[Document extract — start]

Impact of errors in spot size and spot position in robustly optimized pencil beam scanning proton-based stereotactic body radiation therapy (SBRT) lung plans

Abstract

Purpose: The purpose of the current study was threefold: (a) investigate the impact of the variations (errors) in spot sizes in robustly optimized pencil beam scanning (PBS) proton-based stereotactic body radiation therapy (SBRT) lung plans, (b) evaluate the impact of spot sizes and position errors simultaneously, and (c) assess the overall effect of spot size and position errors occurring simultaneously in conjunction with either setup or range errors.

Methods: In this retrospective study, computed tomography (CT) data set of five lung patients was selected. Treatment plans were regenerated for a total dose of 5000 cGy(RBE) in 5 fractions using a single-field optimization (SFO) technique. Monte Carlo was used for the plan optimization and final dose calculations. Nominal plans were normalized such that 99% of the clinical target volume (CTV) received the prescription dose. The analysis was divided into three groups. Group 1: The increasing and decreasing spot sizes were evaluated for ±10%, ±15%, and ±20% errors. Group 2: Errors in spot size and spot positions were evaluated simultaneously (spot size: ±10%; spot position: ±1 and ±2 mm). Group 3: Simulated plans from Group 2 were evaluated for the setup (±5 mm) and range (±3.5%) errors.

[Document extract — finish]

* _Work instructions_:
**1.** In the proton SBRT lung abstract, what total dose and number of fractions were the treatment plans regenerated for?
**2.** Reproduce word for word the stretch of the proton SBRT lung abstract from "Impact of errors" through "or range errors.".

[Extracted material — start]

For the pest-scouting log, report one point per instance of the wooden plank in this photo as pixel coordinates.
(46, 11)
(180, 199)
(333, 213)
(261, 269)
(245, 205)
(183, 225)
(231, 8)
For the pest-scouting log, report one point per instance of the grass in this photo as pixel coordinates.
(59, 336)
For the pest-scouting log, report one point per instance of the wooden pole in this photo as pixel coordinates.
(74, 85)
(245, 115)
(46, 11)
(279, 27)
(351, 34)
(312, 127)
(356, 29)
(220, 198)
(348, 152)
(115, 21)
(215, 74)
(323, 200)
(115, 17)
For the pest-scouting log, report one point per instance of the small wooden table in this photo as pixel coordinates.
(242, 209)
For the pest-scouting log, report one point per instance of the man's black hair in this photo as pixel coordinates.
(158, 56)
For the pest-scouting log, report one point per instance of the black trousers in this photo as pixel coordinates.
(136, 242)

[Extracted material — finish]

* _Answers below_:
**1.** 5000 cGy(RBE) in 5 fractions.

**2.**
Impact of errors in spot size and spot position in robustly optimized pencil beam scanning proton-based stereotactic body radiation therapy (SBRT) lung plans

Abstract

Purpose: The purpose of the current study was threefold: (a) investigate the impact of the variations (errors) in spot sizes in robustly optimized pencil beam scanning (PBS) proton-based stereotactic body radiation therapy (SBRT) lung plans, (b) evaluate the impact of spot sizes and position errors simultaneously, and (c) assess the overall effect of spot size and position errors occurring simultaneously in conjunction with either setup or range errors.